* begin EXTRACTED MATERIAL *

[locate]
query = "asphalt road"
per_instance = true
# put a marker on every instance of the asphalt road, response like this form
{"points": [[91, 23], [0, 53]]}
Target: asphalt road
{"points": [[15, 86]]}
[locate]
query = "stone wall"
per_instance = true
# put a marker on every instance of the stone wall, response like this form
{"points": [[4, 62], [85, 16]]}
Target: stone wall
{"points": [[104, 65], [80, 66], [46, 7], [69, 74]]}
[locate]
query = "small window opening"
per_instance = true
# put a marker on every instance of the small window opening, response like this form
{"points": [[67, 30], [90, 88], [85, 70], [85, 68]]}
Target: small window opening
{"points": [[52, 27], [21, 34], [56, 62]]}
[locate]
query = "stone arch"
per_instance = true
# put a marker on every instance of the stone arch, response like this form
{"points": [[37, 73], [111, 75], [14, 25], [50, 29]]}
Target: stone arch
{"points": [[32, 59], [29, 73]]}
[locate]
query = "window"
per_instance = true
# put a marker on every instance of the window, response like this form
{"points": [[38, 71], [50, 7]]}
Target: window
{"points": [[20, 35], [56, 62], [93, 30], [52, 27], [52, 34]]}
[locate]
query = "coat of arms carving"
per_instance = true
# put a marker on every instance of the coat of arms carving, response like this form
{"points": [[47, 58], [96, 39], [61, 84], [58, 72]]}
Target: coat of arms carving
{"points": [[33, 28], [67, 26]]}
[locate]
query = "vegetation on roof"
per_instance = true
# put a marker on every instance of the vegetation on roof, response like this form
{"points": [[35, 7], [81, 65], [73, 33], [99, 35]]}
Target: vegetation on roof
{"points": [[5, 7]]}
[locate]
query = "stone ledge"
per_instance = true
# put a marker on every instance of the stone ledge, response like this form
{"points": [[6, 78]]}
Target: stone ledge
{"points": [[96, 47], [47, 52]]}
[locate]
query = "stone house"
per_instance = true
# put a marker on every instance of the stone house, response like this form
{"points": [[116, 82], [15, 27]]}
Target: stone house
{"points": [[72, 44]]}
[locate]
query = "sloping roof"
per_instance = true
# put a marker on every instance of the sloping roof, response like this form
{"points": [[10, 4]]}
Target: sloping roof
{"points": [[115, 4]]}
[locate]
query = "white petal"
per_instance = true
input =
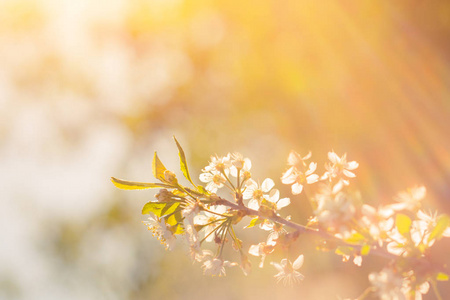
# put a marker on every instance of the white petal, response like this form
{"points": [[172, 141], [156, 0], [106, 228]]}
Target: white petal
{"points": [[298, 262], [312, 178], [290, 176], [352, 165], [278, 267], [253, 204], [307, 156], [312, 168], [254, 250], [294, 158], [283, 203], [267, 185], [333, 157], [274, 195], [247, 164], [297, 188], [348, 173]]}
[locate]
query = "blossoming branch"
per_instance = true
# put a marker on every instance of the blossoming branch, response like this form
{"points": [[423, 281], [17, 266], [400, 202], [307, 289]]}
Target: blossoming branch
{"points": [[400, 232]]}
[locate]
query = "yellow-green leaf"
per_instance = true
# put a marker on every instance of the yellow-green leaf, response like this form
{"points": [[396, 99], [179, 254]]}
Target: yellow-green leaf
{"points": [[365, 250], [254, 222], [178, 229], [355, 238], [442, 276], [133, 185], [174, 219], [403, 224], [158, 168], [441, 225], [153, 207], [183, 163], [344, 250]]}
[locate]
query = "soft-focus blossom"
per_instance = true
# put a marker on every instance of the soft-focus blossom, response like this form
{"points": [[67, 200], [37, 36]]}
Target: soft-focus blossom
{"points": [[275, 229], [210, 220], [214, 180], [164, 195], [388, 284], [298, 178], [296, 160], [160, 230], [419, 289], [333, 211], [216, 266], [255, 192], [377, 221], [339, 166], [398, 244], [239, 164], [219, 164], [287, 271], [410, 199]]}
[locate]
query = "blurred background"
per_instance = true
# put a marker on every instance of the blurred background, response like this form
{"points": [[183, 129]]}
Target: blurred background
{"points": [[89, 89]]}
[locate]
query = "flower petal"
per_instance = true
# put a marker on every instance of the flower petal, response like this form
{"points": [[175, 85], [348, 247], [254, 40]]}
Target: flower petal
{"points": [[267, 185], [283, 203], [297, 188], [298, 262]]}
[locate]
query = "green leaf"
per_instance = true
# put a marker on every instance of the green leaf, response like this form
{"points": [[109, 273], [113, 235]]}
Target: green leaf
{"points": [[202, 190], [355, 238], [133, 185], [442, 276], [158, 168], [183, 163], [365, 250], [175, 218], [179, 229], [169, 209], [441, 225], [403, 224], [254, 222], [160, 209]]}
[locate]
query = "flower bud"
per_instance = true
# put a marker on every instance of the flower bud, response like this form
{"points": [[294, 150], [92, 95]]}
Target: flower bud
{"points": [[170, 177]]}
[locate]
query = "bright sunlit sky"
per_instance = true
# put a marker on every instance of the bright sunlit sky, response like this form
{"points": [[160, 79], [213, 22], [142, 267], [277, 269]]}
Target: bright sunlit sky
{"points": [[90, 89]]}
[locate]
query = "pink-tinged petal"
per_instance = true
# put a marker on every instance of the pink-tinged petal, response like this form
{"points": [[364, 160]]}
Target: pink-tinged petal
{"points": [[312, 168], [283, 203], [298, 263], [294, 158], [446, 232], [278, 266], [337, 187], [253, 204], [352, 165], [290, 176], [312, 178], [297, 188], [333, 157], [348, 173], [357, 260], [274, 195], [206, 177], [272, 238], [267, 185], [254, 250], [307, 156], [247, 164]]}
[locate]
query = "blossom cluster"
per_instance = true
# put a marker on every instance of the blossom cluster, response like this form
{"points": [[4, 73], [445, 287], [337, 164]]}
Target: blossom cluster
{"points": [[402, 232]]}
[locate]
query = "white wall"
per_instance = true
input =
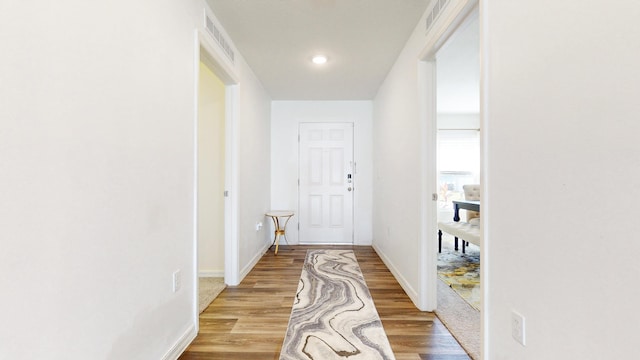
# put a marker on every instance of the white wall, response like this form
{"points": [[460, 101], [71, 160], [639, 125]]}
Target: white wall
{"points": [[458, 121], [398, 136], [97, 185], [561, 130], [286, 117], [254, 167]]}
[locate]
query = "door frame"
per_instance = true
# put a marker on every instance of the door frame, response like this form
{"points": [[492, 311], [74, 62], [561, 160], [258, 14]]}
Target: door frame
{"points": [[213, 57], [353, 174], [449, 21]]}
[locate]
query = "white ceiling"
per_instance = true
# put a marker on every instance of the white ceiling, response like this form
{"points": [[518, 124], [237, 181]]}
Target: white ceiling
{"points": [[277, 38], [362, 39]]}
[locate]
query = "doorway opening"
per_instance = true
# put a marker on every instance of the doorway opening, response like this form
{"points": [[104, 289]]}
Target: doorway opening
{"points": [[211, 185], [215, 178], [451, 117]]}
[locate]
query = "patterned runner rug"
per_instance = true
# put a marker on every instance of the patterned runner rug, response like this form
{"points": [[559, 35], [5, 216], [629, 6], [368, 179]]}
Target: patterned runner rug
{"points": [[333, 315]]}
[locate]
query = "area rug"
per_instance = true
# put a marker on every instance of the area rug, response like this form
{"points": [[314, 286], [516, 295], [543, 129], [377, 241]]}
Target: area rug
{"points": [[208, 289], [461, 271], [333, 314]]}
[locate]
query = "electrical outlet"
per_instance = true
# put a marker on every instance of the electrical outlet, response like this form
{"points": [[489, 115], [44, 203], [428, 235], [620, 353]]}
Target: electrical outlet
{"points": [[177, 281], [518, 327]]}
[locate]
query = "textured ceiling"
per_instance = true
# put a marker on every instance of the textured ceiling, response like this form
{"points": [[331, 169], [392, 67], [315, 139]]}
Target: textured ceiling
{"points": [[361, 38]]}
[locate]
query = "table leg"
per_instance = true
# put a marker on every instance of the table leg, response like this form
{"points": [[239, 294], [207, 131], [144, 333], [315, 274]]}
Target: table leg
{"points": [[456, 212]]}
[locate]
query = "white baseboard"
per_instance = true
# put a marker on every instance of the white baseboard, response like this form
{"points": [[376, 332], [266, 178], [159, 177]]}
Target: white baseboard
{"points": [[211, 273], [181, 345], [406, 286]]}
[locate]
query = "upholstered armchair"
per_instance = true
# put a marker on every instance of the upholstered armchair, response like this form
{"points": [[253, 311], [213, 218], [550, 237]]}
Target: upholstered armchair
{"points": [[472, 192]]}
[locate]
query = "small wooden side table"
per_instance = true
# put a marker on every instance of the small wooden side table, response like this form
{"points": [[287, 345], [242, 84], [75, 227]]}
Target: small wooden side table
{"points": [[277, 216]]}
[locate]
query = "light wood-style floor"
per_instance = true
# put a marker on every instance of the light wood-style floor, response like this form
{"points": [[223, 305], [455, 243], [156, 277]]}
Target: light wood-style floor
{"points": [[249, 321]]}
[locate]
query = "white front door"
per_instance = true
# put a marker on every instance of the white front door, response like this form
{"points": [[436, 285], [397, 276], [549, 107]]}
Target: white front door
{"points": [[326, 183]]}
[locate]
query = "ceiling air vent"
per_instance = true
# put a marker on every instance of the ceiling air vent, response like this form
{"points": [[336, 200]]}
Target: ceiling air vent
{"points": [[438, 6], [219, 38]]}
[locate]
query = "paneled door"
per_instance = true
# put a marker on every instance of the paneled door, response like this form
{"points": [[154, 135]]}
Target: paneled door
{"points": [[326, 183]]}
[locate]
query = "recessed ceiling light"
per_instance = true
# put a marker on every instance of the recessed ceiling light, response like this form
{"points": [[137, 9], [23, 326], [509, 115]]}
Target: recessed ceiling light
{"points": [[319, 59]]}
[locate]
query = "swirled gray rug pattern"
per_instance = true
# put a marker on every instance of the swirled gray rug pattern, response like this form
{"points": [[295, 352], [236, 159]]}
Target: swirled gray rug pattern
{"points": [[333, 315]]}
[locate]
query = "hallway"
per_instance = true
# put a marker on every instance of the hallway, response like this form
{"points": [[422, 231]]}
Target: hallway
{"points": [[249, 321]]}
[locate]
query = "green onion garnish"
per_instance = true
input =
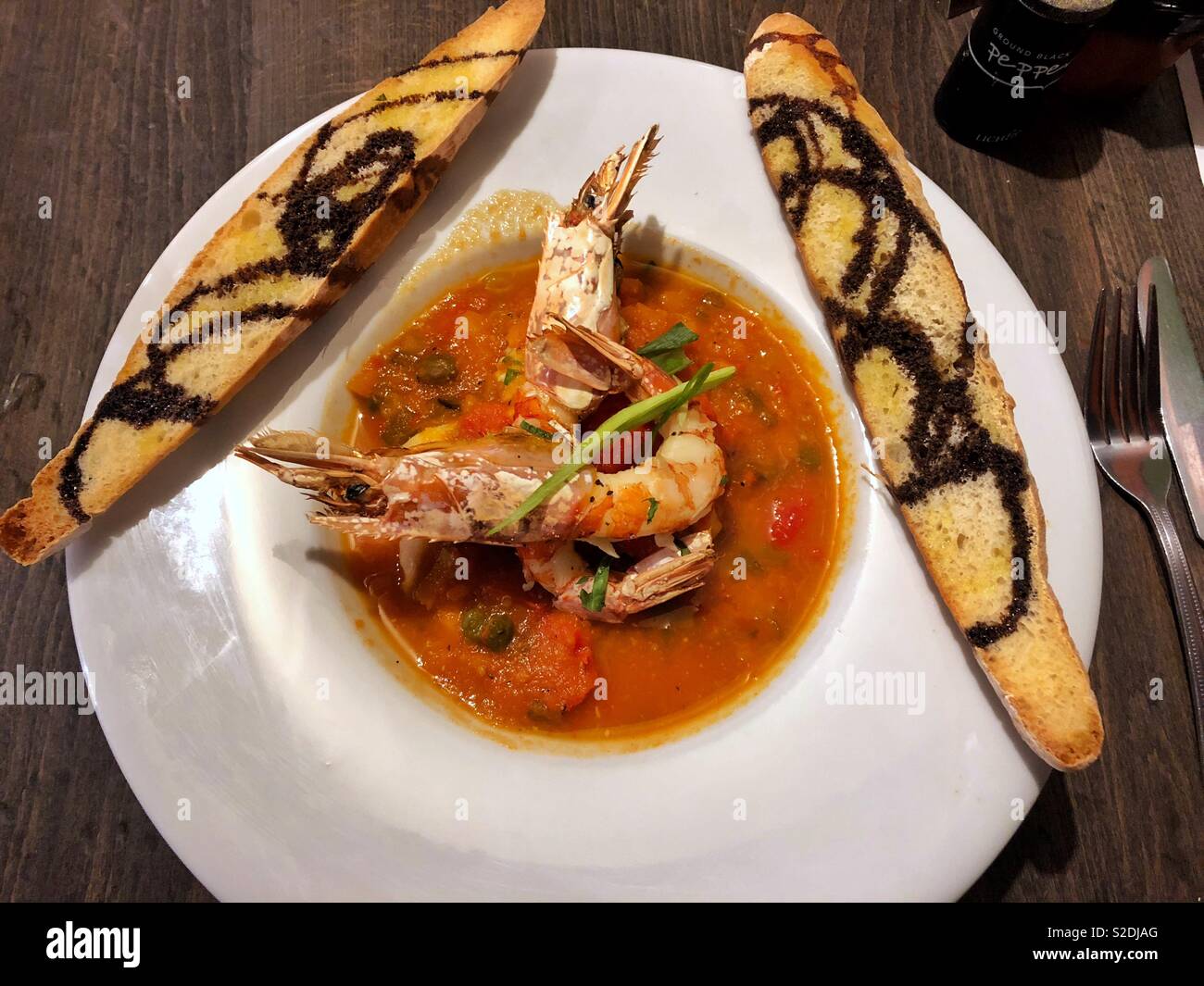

* end EXTRACTED MATERIAL *

◆ WHAT YOU SHOULD DO ◆
Gather every line in the listing above that contains the string "cluster", matching case exactly.

◆ TASK SOLUTION ◆
query = "blossom cluster"
# put a marker on every instance of the blossom cluster, response like this form
Target: blossom cluster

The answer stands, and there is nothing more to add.